=== Dataset records ===
* start *

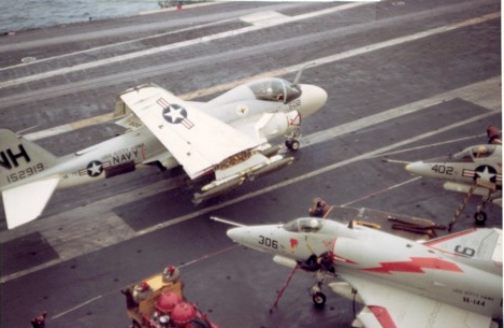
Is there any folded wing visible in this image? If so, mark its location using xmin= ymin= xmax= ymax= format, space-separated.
xmin=120 ymin=85 xmax=261 ymax=179
xmin=2 ymin=176 xmax=60 ymax=229
xmin=329 ymin=275 xmax=491 ymax=328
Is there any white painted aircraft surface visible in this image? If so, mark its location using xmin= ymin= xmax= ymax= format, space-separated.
xmin=224 ymin=217 xmax=502 ymax=328
xmin=0 ymin=76 xmax=327 ymax=229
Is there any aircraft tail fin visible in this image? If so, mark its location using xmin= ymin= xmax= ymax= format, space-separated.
xmin=0 ymin=129 xmax=57 ymax=189
xmin=2 ymin=176 xmax=60 ymax=229
xmin=424 ymin=228 xmax=502 ymax=273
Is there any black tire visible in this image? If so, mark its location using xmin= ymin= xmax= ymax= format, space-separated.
xmin=312 ymin=292 xmax=327 ymax=308
xmin=474 ymin=211 xmax=487 ymax=224
xmin=285 ymin=139 xmax=300 ymax=151
xmin=289 ymin=140 xmax=301 ymax=151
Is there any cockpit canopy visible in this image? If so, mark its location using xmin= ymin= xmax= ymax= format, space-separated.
xmin=283 ymin=218 xmax=322 ymax=232
xmin=250 ymin=79 xmax=301 ymax=104
xmin=453 ymin=145 xmax=496 ymax=161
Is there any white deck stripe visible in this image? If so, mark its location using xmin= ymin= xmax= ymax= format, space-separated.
xmin=21 ymin=9 xmax=500 ymax=140
xmin=0 ymin=112 xmax=496 ymax=283
xmin=339 ymin=177 xmax=422 ymax=207
xmin=303 ymin=76 xmax=501 ymax=145
xmin=51 ymin=295 xmax=102 ymax=320
xmin=0 ymin=3 xmax=367 ymax=89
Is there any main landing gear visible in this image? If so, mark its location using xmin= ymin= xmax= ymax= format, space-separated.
xmin=285 ymin=127 xmax=301 ymax=152
xmin=285 ymin=139 xmax=301 ymax=152
xmin=310 ymin=281 xmax=327 ymax=309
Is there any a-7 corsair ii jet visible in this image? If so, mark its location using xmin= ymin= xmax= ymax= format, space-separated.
xmin=405 ymin=144 xmax=502 ymax=223
xmin=224 ymin=217 xmax=502 ymax=328
xmin=0 ymin=76 xmax=327 ymax=229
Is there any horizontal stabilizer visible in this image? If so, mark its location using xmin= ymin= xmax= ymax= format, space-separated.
xmin=2 ymin=176 xmax=60 ymax=229
xmin=443 ymin=182 xmax=490 ymax=197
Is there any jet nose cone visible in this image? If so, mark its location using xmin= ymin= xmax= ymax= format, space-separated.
xmin=226 ymin=228 xmax=246 ymax=244
xmin=299 ymin=84 xmax=327 ymax=117
xmin=405 ymin=161 xmax=426 ymax=175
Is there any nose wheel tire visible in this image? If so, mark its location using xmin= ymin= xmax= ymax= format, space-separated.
xmin=474 ymin=211 xmax=487 ymax=224
xmin=285 ymin=139 xmax=301 ymax=151
xmin=312 ymin=292 xmax=327 ymax=308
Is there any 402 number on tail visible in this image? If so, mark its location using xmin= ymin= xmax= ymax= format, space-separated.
xmin=431 ymin=164 xmax=454 ymax=175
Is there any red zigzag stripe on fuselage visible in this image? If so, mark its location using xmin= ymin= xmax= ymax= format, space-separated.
xmin=361 ymin=257 xmax=462 ymax=274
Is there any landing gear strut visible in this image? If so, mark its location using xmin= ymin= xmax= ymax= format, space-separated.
xmin=310 ymin=282 xmax=327 ymax=308
xmin=285 ymin=127 xmax=301 ymax=151
xmin=474 ymin=211 xmax=487 ymax=224
xmin=285 ymin=139 xmax=301 ymax=151
xmin=474 ymin=195 xmax=490 ymax=224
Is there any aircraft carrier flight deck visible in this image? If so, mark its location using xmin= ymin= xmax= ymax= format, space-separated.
xmin=0 ymin=0 xmax=502 ymax=328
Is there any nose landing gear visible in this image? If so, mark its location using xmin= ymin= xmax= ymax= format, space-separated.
xmin=285 ymin=139 xmax=301 ymax=152
xmin=310 ymin=281 xmax=327 ymax=309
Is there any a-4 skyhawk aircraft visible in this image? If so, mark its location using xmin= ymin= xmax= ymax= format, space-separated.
xmin=222 ymin=217 xmax=502 ymax=328
xmin=405 ymin=144 xmax=502 ymax=223
xmin=0 ymin=77 xmax=327 ymax=229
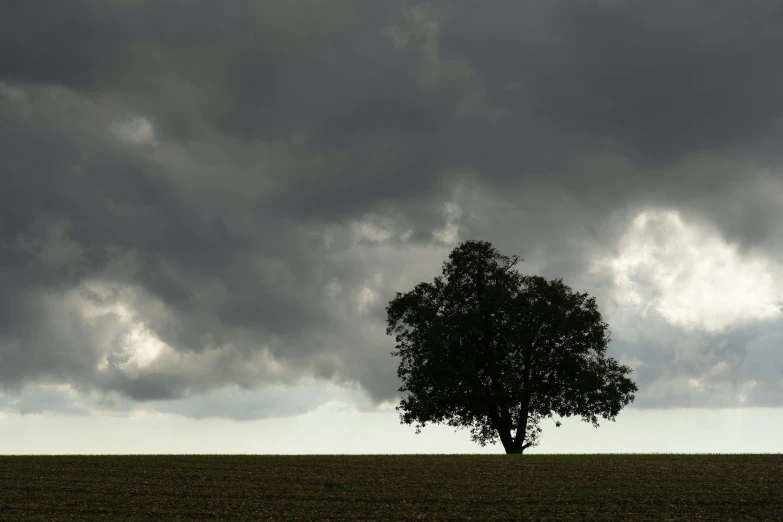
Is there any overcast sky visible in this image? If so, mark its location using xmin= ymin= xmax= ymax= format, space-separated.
xmin=0 ymin=0 xmax=783 ymax=453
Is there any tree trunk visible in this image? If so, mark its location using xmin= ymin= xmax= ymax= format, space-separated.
xmin=503 ymin=439 xmax=532 ymax=455
xmin=503 ymin=440 xmax=525 ymax=455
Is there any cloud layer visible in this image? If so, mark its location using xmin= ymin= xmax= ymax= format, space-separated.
xmin=0 ymin=0 xmax=783 ymax=418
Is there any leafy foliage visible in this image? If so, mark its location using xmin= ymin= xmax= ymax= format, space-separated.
xmin=386 ymin=241 xmax=637 ymax=453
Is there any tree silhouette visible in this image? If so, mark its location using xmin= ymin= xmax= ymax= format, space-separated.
xmin=386 ymin=241 xmax=638 ymax=453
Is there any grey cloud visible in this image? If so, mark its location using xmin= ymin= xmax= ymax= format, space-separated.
xmin=0 ymin=0 xmax=783 ymax=415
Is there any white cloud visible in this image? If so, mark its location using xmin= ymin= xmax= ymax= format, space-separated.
xmin=114 ymin=116 xmax=155 ymax=145
xmin=593 ymin=206 xmax=783 ymax=332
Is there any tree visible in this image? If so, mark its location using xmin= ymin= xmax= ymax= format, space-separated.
xmin=386 ymin=241 xmax=638 ymax=453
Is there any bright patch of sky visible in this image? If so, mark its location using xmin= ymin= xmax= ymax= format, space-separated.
xmin=593 ymin=206 xmax=783 ymax=332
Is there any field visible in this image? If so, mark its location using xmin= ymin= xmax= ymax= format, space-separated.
xmin=0 ymin=455 xmax=783 ymax=520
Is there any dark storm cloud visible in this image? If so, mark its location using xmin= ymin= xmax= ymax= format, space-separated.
xmin=0 ymin=0 xmax=783 ymax=415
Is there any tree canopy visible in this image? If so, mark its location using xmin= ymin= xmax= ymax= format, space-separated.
xmin=386 ymin=241 xmax=638 ymax=453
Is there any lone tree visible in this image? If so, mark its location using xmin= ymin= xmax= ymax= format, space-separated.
xmin=386 ymin=241 xmax=638 ymax=453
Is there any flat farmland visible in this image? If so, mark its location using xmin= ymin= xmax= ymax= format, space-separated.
xmin=0 ymin=455 xmax=783 ymax=520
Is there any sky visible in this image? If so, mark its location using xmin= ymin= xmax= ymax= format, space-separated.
xmin=0 ymin=0 xmax=783 ymax=454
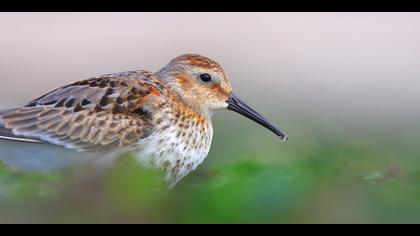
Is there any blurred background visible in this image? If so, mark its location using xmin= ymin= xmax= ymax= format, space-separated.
xmin=0 ymin=13 xmax=420 ymax=223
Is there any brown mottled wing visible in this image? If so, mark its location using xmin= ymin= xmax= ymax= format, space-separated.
xmin=0 ymin=71 xmax=167 ymax=151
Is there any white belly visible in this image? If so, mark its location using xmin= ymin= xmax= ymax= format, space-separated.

* end *

=== What is required ===
Rewrite all the items with "present" in place of every "visible", changing nothing else, and omit the pictures.

=== Written response ===
Is there any folded wing present in this image? If so, mark its location using xmin= ymin= xmax= ymax= format, space-separated.
xmin=120 ymin=85 xmax=261 ymax=179
xmin=2 ymin=176 xmax=60 ymax=229
xmin=329 ymin=275 xmax=491 ymax=328
Is there any white painted aircraft surface present in this image? If so, mark its location using xmin= ymin= xmax= ymax= format, space-separated.
xmin=224 ymin=217 xmax=502 ymax=328
xmin=0 ymin=76 xmax=327 ymax=229
Is there any aircraft tail fin present in this image? If so, mark its location using xmin= ymin= xmax= ymax= format, space-separated.
xmin=0 ymin=129 xmax=57 ymax=189
xmin=2 ymin=176 xmax=60 ymax=229
xmin=424 ymin=228 xmax=502 ymax=273
Is there any black tire present in this image? If so, mark its location using xmin= ymin= xmax= ymax= format, space-separated.
xmin=312 ymin=292 xmax=327 ymax=308
xmin=474 ymin=211 xmax=487 ymax=224
xmin=285 ymin=139 xmax=300 ymax=151
xmin=289 ymin=140 xmax=301 ymax=151
Is there any cockpit canopy present in this image? If so, mark its location using xmin= ymin= xmax= ymax= format, space-separated.
xmin=283 ymin=218 xmax=322 ymax=232
xmin=250 ymin=79 xmax=301 ymax=104
xmin=453 ymin=145 xmax=496 ymax=161
Is there any white deck stripe present in this image? If so, mark its location using xmin= ymin= xmax= ymax= format, space-separated.
xmin=21 ymin=9 xmax=500 ymax=140
xmin=0 ymin=112 xmax=496 ymax=283
xmin=339 ymin=177 xmax=422 ymax=207
xmin=303 ymin=76 xmax=501 ymax=145
xmin=51 ymin=295 xmax=102 ymax=320
xmin=0 ymin=3 xmax=367 ymax=89
Is there any main landing gear present in this image? If so, mark its location using xmin= ymin= xmax= ymax= format, space-separated.
xmin=285 ymin=127 xmax=301 ymax=152
xmin=285 ymin=139 xmax=301 ymax=152
xmin=310 ymin=281 xmax=327 ymax=309
Is there any a-7 corsair ii jet present in this image? If so, mark its location using xmin= ymin= xmax= ymax= format, space-separated.
xmin=405 ymin=144 xmax=502 ymax=223
xmin=224 ymin=217 xmax=502 ymax=328
xmin=0 ymin=76 xmax=327 ymax=229
Is there any horizontal stabilizer present in this image? If so, mark its location using xmin= ymin= xmax= ymax= format, space-separated.
xmin=2 ymin=176 xmax=60 ymax=229
xmin=443 ymin=182 xmax=490 ymax=197
Is there any jet nose cone present in this image? If so, mark its location using xmin= ymin= xmax= ymax= format, space-separated.
xmin=226 ymin=228 xmax=246 ymax=244
xmin=299 ymin=84 xmax=327 ymax=117
xmin=405 ymin=161 xmax=426 ymax=175
Is there any nose wheel tire present in this image? If so, mark its location using xmin= ymin= xmax= ymax= format, space-separated.
xmin=474 ymin=211 xmax=487 ymax=224
xmin=285 ymin=139 xmax=301 ymax=151
xmin=312 ymin=292 xmax=327 ymax=308
Is there any 402 number on tail present in this image? If so, mark its location using xmin= ymin= xmax= ymax= format, space-separated.
xmin=431 ymin=164 xmax=454 ymax=175
Is there any red zigzag stripe on fuselage present in this image? If so, mark its location using xmin= ymin= xmax= ymax= format, space-separated.
xmin=361 ymin=257 xmax=462 ymax=274
Is there any landing gear strut present in this image? If so, mark its location using xmin= ymin= xmax= ymax= format, space-separated.
xmin=310 ymin=282 xmax=327 ymax=308
xmin=285 ymin=127 xmax=301 ymax=151
xmin=474 ymin=211 xmax=487 ymax=224
xmin=285 ymin=139 xmax=301 ymax=151
xmin=474 ymin=195 xmax=490 ymax=224
Is there any aircraft carrier flight deck present in this image? If so, mark its location using xmin= ymin= xmax= ymax= format, space-separated.
xmin=0 ymin=0 xmax=502 ymax=328
Is there any nose landing gear present in this image? If so, mark its location using xmin= ymin= xmax= ymax= format, space-separated.
xmin=285 ymin=139 xmax=301 ymax=152
xmin=310 ymin=281 xmax=327 ymax=309
Is there any a-4 skyhawk aircraft present in this image? If so, mark its location using xmin= ymin= xmax= ymax= format, space-separated.
xmin=222 ymin=217 xmax=502 ymax=328
xmin=405 ymin=144 xmax=502 ymax=223
xmin=0 ymin=77 xmax=327 ymax=229
Is there any overcast sky present in this image? If so, mark its location using xmin= ymin= xmax= ymax= format, space-separated.
xmin=0 ymin=0 xmax=783 ymax=453
Is there any tree trunk present in this image? If so, mark its location using xmin= ymin= xmax= ymax= format, space-separated.
xmin=503 ymin=439 xmax=532 ymax=455
xmin=503 ymin=440 xmax=525 ymax=455
Is there any cloud layer present in this image? If so, mark its location using xmin= ymin= xmax= ymax= format, space-separated.
xmin=0 ymin=0 xmax=783 ymax=418
Is there any leafy foliage present in this image? If so, mark its location using xmin= ymin= xmax= ymax= format, space-separated.
xmin=386 ymin=241 xmax=637 ymax=453
Is there any tree silhouette present in this image? If so, mark its location using xmin= ymin= xmax= ymax= format, space-separated.
xmin=386 ymin=241 xmax=638 ymax=453
Is there any grey cloud present in this image? If so, mark its location using xmin= ymin= xmax= ymax= format, space-separated.
xmin=0 ymin=0 xmax=783 ymax=415
Is there any white cloud present in this image? If so, mark its location using xmin= ymin= xmax= ymax= format, space-separated.
xmin=114 ymin=116 xmax=155 ymax=145
xmin=593 ymin=206 xmax=783 ymax=332
Is there any tree present in this image? If so, mark its location using xmin= ymin= xmax= ymax= format, space-separated.
xmin=386 ymin=241 xmax=638 ymax=453
Is there any bright patch of sky present in this image? If so, mark its location using xmin= ymin= xmax= ymax= format, space-separated.
xmin=593 ymin=206 xmax=783 ymax=332
Is there any field present in this image? If so, mark its location using xmin= ymin= xmax= ymax= format, space-separated.
xmin=0 ymin=455 xmax=783 ymax=520
Is there any dark storm cloud present in this image? If so, mark its location using xmin= ymin= xmax= ymax= format, space-separated.
xmin=0 ymin=0 xmax=783 ymax=415
Is there any tree canopy present in this image? If so, mark its location using xmin= ymin= xmax= ymax= format, space-separated.
xmin=386 ymin=241 xmax=638 ymax=453
Is there any lone tree present in this image? If so, mark its location using xmin= ymin= xmax= ymax= format, space-separated.
xmin=386 ymin=241 xmax=638 ymax=453
Is there any flat farmland present in this image? If so, mark its location using xmin= ymin= xmax= ymax= format, space-separated.
xmin=0 ymin=455 xmax=783 ymax=520
Is there any sky present in this image? If so, mark its location using xmin= ymin= xmax= ymax= format, space-separated.
xmin=0 ymin=0 xmax=783 ymax=454
Is there any blurred background present in this image? If so, mark its location using xmin= ymin= xmax= ymax= format, space-separated.
xmin=0 ymin=13 xmax=420 ymax=223
Is there any brown mottled wing present in this image? If so, mark its location using xmin= ymin= xmax= ymax= format, space-separated.
xmin=0 ymin=71 xmax=167 ymax=151
Is there any white belly present in this image? If so, mark its location using xmin= ymin= xmax= ymax= format, space-separated.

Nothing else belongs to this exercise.